--- Extracted records Enclosed Below ---
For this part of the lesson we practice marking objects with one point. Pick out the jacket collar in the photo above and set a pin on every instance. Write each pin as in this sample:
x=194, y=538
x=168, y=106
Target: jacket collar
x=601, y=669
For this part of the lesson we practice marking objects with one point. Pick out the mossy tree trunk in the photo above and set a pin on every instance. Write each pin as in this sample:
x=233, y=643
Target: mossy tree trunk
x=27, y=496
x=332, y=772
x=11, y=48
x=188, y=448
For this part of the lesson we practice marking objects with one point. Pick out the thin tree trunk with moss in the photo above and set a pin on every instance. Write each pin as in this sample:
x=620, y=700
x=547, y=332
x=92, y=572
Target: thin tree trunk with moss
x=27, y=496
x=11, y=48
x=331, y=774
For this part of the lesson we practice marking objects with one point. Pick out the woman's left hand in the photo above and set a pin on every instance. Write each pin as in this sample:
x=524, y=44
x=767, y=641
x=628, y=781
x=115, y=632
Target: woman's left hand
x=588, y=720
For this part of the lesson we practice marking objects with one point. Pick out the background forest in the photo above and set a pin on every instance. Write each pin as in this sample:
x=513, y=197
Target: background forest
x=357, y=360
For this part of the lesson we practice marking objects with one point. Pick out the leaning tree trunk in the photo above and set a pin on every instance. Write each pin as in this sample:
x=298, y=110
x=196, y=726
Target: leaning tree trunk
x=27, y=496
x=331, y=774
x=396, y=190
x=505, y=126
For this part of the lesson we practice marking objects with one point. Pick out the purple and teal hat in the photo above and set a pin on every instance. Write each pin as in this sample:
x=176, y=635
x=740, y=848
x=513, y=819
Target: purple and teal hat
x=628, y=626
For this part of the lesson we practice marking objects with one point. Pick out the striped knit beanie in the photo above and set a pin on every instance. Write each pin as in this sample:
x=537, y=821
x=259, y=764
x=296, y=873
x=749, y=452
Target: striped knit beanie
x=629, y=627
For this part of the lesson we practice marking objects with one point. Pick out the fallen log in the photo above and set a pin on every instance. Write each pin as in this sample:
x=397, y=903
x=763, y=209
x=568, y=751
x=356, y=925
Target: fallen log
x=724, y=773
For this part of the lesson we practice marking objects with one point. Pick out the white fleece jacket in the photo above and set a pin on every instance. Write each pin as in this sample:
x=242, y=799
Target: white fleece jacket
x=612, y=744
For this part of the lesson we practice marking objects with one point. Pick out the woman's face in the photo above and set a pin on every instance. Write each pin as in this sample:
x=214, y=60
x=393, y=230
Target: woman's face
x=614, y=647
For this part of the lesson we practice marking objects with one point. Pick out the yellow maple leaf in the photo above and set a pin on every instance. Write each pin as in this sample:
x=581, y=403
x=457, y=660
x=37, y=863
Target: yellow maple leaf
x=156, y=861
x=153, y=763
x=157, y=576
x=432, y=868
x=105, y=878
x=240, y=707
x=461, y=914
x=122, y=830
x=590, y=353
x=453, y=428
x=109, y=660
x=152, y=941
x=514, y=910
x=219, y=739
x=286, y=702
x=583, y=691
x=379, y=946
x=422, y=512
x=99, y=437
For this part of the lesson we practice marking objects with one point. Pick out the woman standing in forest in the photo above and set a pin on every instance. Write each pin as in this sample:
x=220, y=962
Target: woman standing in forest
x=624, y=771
--- End of Enclosed Extracted records ---
In your answer, print every entry exactly as it appears.

§ **Solution to this task**:
For this part of the lesson we practice marking objects with one point. Pick out the jacket collar in the photo above and set a pin on every instance. Write each pin as in this sample:
x=194, y=538
x=168, y=106
Target: jacket collar
x=601, y=669
For this part of the lesson we practice marking objects with one point. Pick out the mossy tree trunk in the photo above and set a pin on every instance. Write each pin as in this sample:
x=233, y=643
Target: mossy tree trunk
x=27, y=496
x=332, y=772
x=11, y=48
x=188, y=448
For this part of the lesson we practice marking objects with one point. Pick out the thin tree trunk with moss in the photo above and set a pin on every instance. Write each pin as in this sample:
x=620, y=700
x=547, y=332
x=92, y=572
Target: thin tree trunk with moss
x=27, y=496
x=11, y=48
x=331, y=774
For this part of the lesson we practice marking objects with one point. Pick out the woman's left hand in the photo above and set a pin on every instance. Write each pin as in this sample:
x=524, y=44
x=767, y=641
x=628, y=781
x=115, y=632
Target: woman's left hand
x=588, y=720
For this part of the lesson we practice marking objects with one point. Pick out the background forest in the photo above and set a pin on every instance. Write each pin as in this sample:
x=513, y=197
Target: background forest
x=357, y=360
For this part of the lesson we practice marking objects with one point. Pick out the leaning tree trunk in the photo above and set a pin on every instance. Write each pin as in this sample:
x=298, y=110
x=196, y=726
Target: leaning tree trunk
x=27, y=496
x=331, y=774
x=396, y=190
x=505, y=126
For this part of the lesson we practice marking objects with one point. Pick out the purple and teal hat in the photo above and set a pin on every instance. Write each pin as in this sample:
x=176, y=635
x=740, y=848
x=513, y=819
Target: purple and teal hat
x=628, y=626
For this part of the lesson we practice marking objects with one point. Pick out the striped knit beanie in the photo above and set a pin on every instance. Write each pin as in this sample:
x=537, y=821
x=259, y=764
x=296, y=873
x=749, y=452
Target: striped knit beanie
x=629, y=627
For this part of the lesson we practice marking objects with one point. Pick out the fallen log in the photo above and set a pin on every instance. Write each pin as in this sample:
x=397, y=903
x=763, y=209
x=568, y=751
x=356, y=925
Target: fallen log
x=724, y=773
For this part of the lesson we practice marking objects with one point. Pick out the white fleece jacket in the photo above and set a pin on every instance. Write each pin as in this sample:
x=242, y=799
Target: white fleece jacket
x=612, y=744
For this part of the lesson we practice marking objects with one point. Pick out the woman's face in the photo above and set a pin on every instance. Write each pin as in this sample:
x=214, y=60
x=393, y=230
Target: woman's face
x=614, y=647
For this part of the lesson we practice marking objects with one point. Pick out the yellow maple leaf in the photo above and set a pin on every instance. Write each pin as in this sample:
x=581, y=403
x=457, y=660
x=37, y=863
Target: yellow maple leaf
x=156, y=861
x=153, y=763
x=157, y=576
x=432, y=868
x=105, y=878
x=240, y=707
x=461, y=914
x=122, y=830
x=590, y=353
x=453, y=428
x=109, y=660
x=152, y=941
x=514, y=910
x=219, y=739
x=286, y=702
x=583, y=691
x=379, y=946
x=422, y=512
x=99, y=437
For this part of the lesson we practice marking objects with one point. Pick out the woman standing in forest in the photo above and set a pin on every instance. Write each pin as in this sample:
x=220, y=962
Target: woman standing in forest
x=624, y=771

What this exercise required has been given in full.